__Exercise prompt__: Set down the whole listing verbatim.

Records from a collection
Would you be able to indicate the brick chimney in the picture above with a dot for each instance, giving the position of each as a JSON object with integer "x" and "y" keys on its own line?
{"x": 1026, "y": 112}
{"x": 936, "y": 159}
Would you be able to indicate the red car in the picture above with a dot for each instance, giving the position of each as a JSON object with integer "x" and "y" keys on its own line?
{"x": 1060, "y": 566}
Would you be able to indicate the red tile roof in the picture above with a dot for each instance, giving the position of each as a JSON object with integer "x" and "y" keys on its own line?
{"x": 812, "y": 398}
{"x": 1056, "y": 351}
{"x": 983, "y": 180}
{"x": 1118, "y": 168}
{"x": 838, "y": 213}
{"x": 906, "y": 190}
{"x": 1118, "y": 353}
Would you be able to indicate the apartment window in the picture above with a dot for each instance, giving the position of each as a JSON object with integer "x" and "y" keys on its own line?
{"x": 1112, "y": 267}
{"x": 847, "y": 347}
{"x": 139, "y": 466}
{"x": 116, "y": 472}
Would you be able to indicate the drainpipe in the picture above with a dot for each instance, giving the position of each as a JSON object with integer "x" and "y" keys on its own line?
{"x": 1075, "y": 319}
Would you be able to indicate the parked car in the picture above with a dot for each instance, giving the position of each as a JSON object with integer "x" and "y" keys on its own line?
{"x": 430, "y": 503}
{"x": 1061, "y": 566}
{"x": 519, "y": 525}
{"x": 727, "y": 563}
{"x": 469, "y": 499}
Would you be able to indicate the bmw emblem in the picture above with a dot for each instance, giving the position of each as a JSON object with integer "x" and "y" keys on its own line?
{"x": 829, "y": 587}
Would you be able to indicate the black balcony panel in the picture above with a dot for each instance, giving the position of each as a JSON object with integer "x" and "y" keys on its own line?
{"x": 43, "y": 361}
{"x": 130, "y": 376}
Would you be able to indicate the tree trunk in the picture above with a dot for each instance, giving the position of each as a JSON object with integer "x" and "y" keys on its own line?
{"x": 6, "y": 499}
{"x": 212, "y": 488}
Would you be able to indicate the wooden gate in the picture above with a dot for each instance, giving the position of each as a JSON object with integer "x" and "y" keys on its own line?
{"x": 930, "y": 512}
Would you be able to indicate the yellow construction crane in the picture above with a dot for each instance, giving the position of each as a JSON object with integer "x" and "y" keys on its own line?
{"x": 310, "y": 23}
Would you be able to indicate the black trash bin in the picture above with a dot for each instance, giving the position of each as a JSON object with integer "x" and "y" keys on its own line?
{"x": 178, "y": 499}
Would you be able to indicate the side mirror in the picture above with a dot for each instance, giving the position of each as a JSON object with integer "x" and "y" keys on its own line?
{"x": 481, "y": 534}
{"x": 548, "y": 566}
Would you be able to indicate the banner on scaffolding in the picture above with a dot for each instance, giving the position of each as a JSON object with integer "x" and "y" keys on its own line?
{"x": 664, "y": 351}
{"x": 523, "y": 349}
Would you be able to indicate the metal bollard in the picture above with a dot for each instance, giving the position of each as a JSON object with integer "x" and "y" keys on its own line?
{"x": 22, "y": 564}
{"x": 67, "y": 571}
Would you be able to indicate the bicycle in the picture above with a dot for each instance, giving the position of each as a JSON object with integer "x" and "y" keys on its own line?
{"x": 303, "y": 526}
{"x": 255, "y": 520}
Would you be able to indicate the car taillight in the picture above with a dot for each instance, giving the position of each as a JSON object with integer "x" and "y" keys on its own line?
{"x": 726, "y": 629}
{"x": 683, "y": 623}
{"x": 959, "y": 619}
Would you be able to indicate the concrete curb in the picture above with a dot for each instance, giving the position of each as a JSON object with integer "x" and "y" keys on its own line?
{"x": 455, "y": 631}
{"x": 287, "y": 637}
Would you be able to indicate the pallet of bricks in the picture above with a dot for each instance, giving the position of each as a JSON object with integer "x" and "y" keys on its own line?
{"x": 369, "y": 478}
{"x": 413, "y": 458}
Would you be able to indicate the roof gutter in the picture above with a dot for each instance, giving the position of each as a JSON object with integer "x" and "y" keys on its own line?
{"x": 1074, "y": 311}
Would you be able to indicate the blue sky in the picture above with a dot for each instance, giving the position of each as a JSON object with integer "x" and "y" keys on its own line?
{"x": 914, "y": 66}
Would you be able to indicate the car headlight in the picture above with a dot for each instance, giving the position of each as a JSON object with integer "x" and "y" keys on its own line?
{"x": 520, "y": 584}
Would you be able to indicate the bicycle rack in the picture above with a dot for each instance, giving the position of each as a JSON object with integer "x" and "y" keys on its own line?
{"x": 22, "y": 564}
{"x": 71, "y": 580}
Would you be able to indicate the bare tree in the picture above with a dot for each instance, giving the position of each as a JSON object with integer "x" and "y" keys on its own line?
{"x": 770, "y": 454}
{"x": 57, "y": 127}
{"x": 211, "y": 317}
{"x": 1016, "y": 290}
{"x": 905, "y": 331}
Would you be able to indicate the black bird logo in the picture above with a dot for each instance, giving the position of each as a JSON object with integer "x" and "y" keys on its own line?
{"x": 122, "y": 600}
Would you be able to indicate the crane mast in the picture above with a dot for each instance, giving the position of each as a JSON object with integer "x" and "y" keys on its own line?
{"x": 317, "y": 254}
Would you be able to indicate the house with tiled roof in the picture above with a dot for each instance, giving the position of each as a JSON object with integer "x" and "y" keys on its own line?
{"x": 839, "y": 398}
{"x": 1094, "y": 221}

__Response for this exercise__:
Would you be able to indicate the brick chimney in the picture above with a dot for each instance, giving the position of each as a JSON object with integer "x" and "y" keys on its own line?
{"x": 1026, "y": 112}
{"x": 936, "y": 159}
Would you be able to indicate the red car in the picture above with a dot for each instance, giving the position of each as a JSON object with integer "x" and "y" keys on its own line?
{"x": 1060, "y": 566}
Would you be able to indicate the red tile roof in the picture above with a dot for each instance, giving the position of each as a JSON object with integer "x" and "y" keys on its own line?
{"x": 812, "y": 398}
{"x": 1056, "y": 351}
{"x": 983, "y": 180}
{"x": 1118, "y": 168}
{"x": 838, "y": 213}
{"x": 906, "y": 190}
{"x": 1118, "y": 353}
Would you be able to indicate the apartment window in the picture above with a dot for each instance, giving the position of each as a JSON object with integer "x" and "y" keys on its own line?
{"x": 1112, "y": 267}
{"x": 847, "y": 347}
{"x": 139, "y": 466}
{"x": 116, "y": 472}
Would you be able to indicate the drainpipe in the picture above with a dot for each instance, giving the position of each as a JSON object with integer "x" and "y" keys on its own line?
{"x": 1075, "y": 319}
Would you be able to indicate the parked car in the picture above with a dot for each instance, giving the position of each as a JSON object with integer "x" and "y" keys on its own line?
{"x": 430, "y": 503}
{"x": 1061, "y": 566}
{"x": 519, "y": 525}
{"x": 727, "y": 563}
{"x": 469, "y": 499}
Would you be able to indicate the bmw emblem in the picture above with a dot for each instance, giving the position of each as a JSON object with integer "x" and "y" keys on its own line?
{"x": 829, "y": 587}
Would you be able to indicate the black balcony panel in the picture above with a dot for each instance, giving the position of each as a JSON object with integer "x" and "y" keys on its own line?
{"x": 43, "y": 361}
{"x": 130, "y": 376}
Would you be able to indicate the tree trunk in the picture above with a dot for each instance, giving the position of each as a JSON object with integer "x" and "y" keys on its own line?
{"x": 6, "y": 499}
{"x": 212, "y": 488}
Would you be able to indicate the wooden gate in the picture above with a dot for each instance, giving the position of each as a JSON object with integer "x" and "y" keys on its own line?
{"x": 930, "y": 512}
Would you be able to indicate the yellow construction crane in the picture above with a dot for each instance, giving the position of each as a JSON object with integer "x" and "y" keys on its own line?
{"x": 310, "y": 23}
Would you be able to indicate the black trash bin in the picture above with a dot for each instance, giving the position of each as a JSON object with integer "x" and "y" keys on its own line?
{"x": 178, "y": 499}
Would you be able to indicate the side mirror in the picture above with a dot for each instance, giving the position of each as a JSON object with integer "x" and "y" keys on its own line?
{"x": 481, "y": 534}
{"x": 548, "y": 566}
Would you be able to indicate the banner on scaffolding in the picture above with a dot for each instance, giving the position of each as a JSON object with integer "x" and "y" keys on its own line?
{"x": 664, "y": 351}
{"x": 523, "y": 349}
Would you be able to indicate the metal bollard in the picture above with a dot for each instance, giving the position of each as a JSON object with integer "x" and "y" keys on its own line?
{"x": 22, "y": 564}
{"x": 67, "y": 571}
Would you be able to indicate the bicycle in the picture above with a dot for each instance, giving the position of each as a JSON object with integer "x" and "y" keys on its own line?
{"x": 303, "y": 526}
{"x": 255, "y": 520}
Would you be able to indicate the car taillight in the picture above with a dot for each instance, giving the position of each as a JSON object with integer "x" and "y" keys on its own line?
{"x": 726, "y": 629}
{"x": 683, "y": 623}
{"x": 959, "y": 619}
Would you be able to indicate the concrete curb in the picture above with a dot for each instance, giving the position of each as a JSON object with integer "x" and "y" keys on its own line?
{"x": 455, "y": 631}
{"x": 287, "y": 637}
Would you be able to indicate the pallet of bricks in the picture above with a dot for each instance, giving the position of each as a JSON object with integer "x" and "y" keys on its own line?
{"x": 369, "y": 478}
{"x": 413, "y": 458}
Would you be able to indicate the roof gutter in the picture above with a dot for each instance, giving the position of each as a JSON object with integer "x" and "y" keys on its own line?
{"x": 1074, "y": 311}
Would you be able to indicate the blue sky in the picture above with a dot for each instance, giving the position of each as a JSON object with integer "x" and "y" keys on its own line?
{"x": 914, "y": 66}
Would you be able to indicate the car headlight in the picture above with a dot for each instance, giving the position of each as a JSON object with integer "x" and "y" keys on its own line?
{"x": 520, "y": 584}
Would you be able to indicate the bicycle rack in the picture above with a dot for each instance, giving the position of each as a JSON object with integer "x" and "y" keys on its own line?
{"x": 22, "y": 564}
{"x": 71, "y": 580}
Would you be able to indicate the bare tree in the picture above with a dot for each instance, giving the position of each as a JSON object with integer "x" and "y" keys on its own line?
{"x": 770, "y": 454}
{"x": 57, "y": 127}
{"x": 211, "y": 317}
{"x": 1016, "y": 290}
{"x": 905, "y": 331}
Would you be able to indicate the black bird logo in the picture above with a dot for each instance, giving the position of each as a JSON object with integer "x" and "y" keys on its own line?
{"x": 122, "y": 600}
Would you be able to indicate the crane mast in the picture above with a dot for each instance, giving the position of each as a JSON object with integer "x" and "y" keys on its own line?
{"x": 317, "y": 254}
Would you be able to indicate the house with tiled roof in the picture above with a dot for each instance, giving the position of each as a JSON object with integer "x" and "y" keys on its own line?
{"x": 839, "y": 398}
{"x": 1094, "y": 221}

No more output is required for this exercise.